Curated by Montana Simone
Press Release



*Virtual Gallery viewable only on desktop








Tayler Beck
Untitled (Ubiquitous Break & Enter)
May 2020
Cast plaster, fiberglass, found objects,
silicone, chromogenic print on HDPE


Brooklyn, NY



6AM – Tayler Beck isn’t sure how he ended up in the gutted loft, a disputed territory, but he does know he’s supposed to be at work – soon. A plastic bottle, a coffee cup, two plastic bags and a concrete slab are there. It shrugs. If the private is solid, and the public is gas, is the furniture liquid? Beck sticks a panel to the window, then another. Framed in high-density plastic -- two plaster screens blankly stare back from the view. Soon they’ll be flattened into a third frame -- the online show. He reflects on their ability to impose themselves on the graphic plane of public life, “Poetically, these objects are in front of a view of one the most interesting and volatile and besieged and ravaged places in the world.” He’s drifting. With a brief swipe of silicone, he frames the movement of his mind, and leaves a site for the audience to build meaning.

→ SET TASKS
1. Answer these questions using the gallery page.
(a) Who curated it?
(b) What month and year are listed for the work titled Untitled (Ubiquitous Break & Enter)?
(c) Which objects does the passage say are in the loft?
2. Rewrite the part of the gallery page that begins with "Brooklyn, NY" and ends after "to build meaning.", changing "gutted loft" to "empty loft".

→ Data items
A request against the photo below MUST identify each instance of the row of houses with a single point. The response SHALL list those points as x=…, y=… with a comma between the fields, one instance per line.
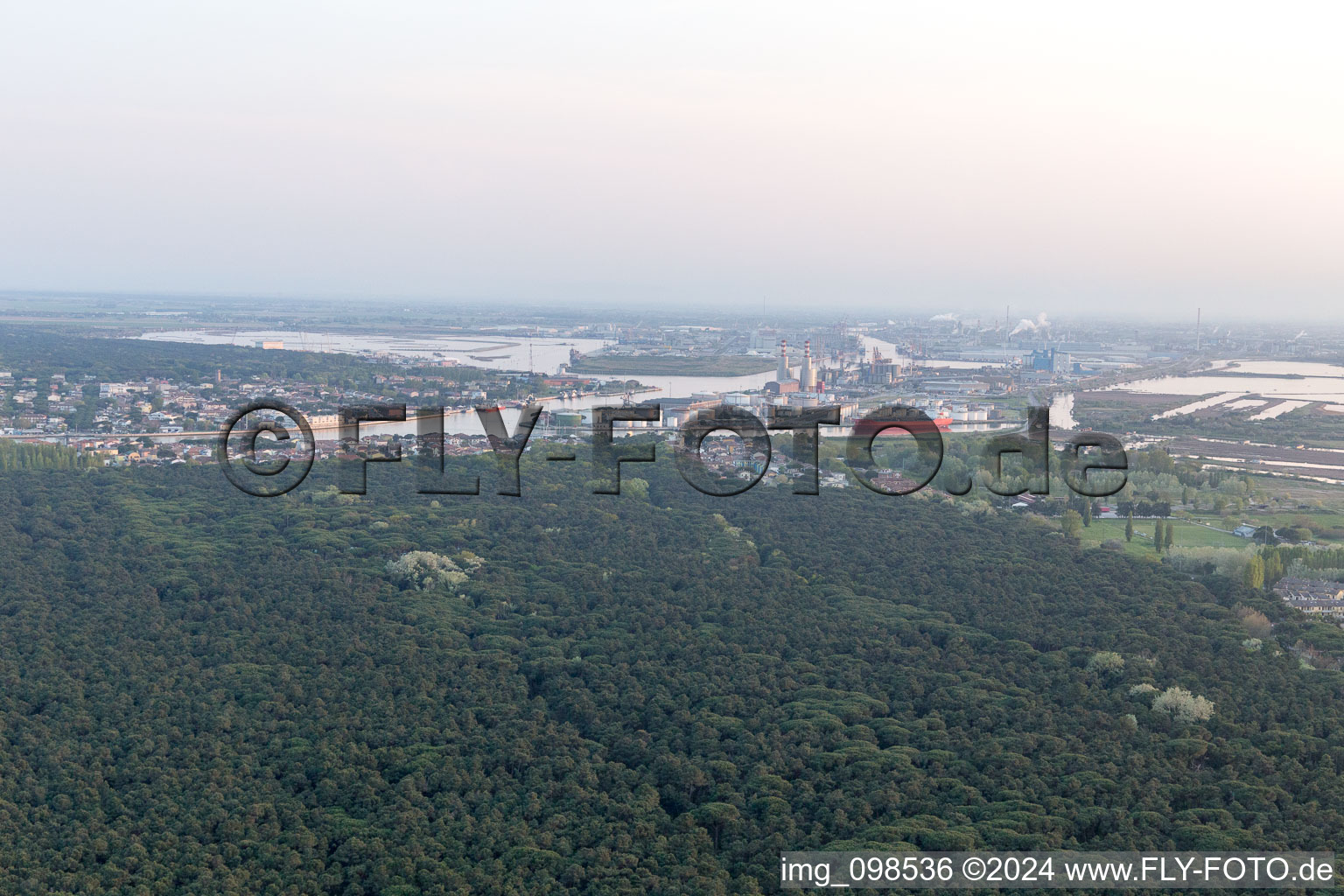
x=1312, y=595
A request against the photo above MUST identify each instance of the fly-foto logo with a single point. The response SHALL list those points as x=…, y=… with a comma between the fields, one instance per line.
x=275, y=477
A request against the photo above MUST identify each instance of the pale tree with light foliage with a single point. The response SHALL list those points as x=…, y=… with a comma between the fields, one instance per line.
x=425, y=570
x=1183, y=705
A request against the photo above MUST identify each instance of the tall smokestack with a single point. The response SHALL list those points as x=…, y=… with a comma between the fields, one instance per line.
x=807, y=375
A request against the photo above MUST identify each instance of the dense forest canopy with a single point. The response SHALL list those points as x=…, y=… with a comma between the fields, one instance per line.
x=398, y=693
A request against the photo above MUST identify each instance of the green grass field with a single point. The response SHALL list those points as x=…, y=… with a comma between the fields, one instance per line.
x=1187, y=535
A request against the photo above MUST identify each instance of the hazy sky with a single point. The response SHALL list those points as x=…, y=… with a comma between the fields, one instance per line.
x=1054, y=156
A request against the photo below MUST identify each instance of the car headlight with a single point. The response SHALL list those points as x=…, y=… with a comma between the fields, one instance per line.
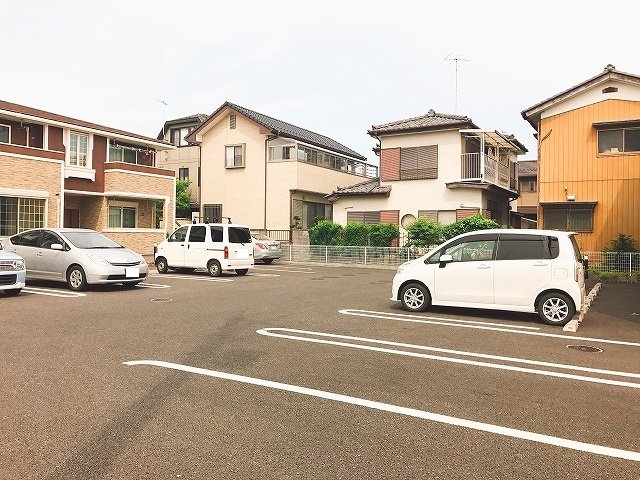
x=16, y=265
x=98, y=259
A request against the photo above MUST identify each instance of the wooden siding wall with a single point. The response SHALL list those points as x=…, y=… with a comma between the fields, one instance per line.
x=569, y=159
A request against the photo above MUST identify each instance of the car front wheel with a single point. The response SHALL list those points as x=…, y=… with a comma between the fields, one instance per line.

→ ANSWERS TO THE EXERCISE
1.
(a) Montana Simone
(b) May 2020
(c) A plastic bottle, a coffee cup, two plastic bags and a concrete slab

2.
Brooklyn, NY



6AM – Tayler Beck isn’t sure how he ended up in the empty loft, a disputed territory, but he does know he’s supposed to be at work – soon. A plastic bottle, a coffee cup, two plastic bags and a concrete slab are there. It shrugs. If the private is solid, and the public is gas, is the furniture liquid? Beck sticks a panel to the window, then another. Framed in high-density plastic -- two plaster screens blankly stare back from the view. Soon they’ll be flattened into a third frame -- the online show. He reflects on their ability to impose themselves on the graphic plane of public life, “Poetically, these objects are in front of a view of one the most interesting and volatile and besieged and ravaged places in the world.” He’s drifting. With a brief swipe of silicone, he frames the movement of his mind, and leaves a site for the audience to build meaning.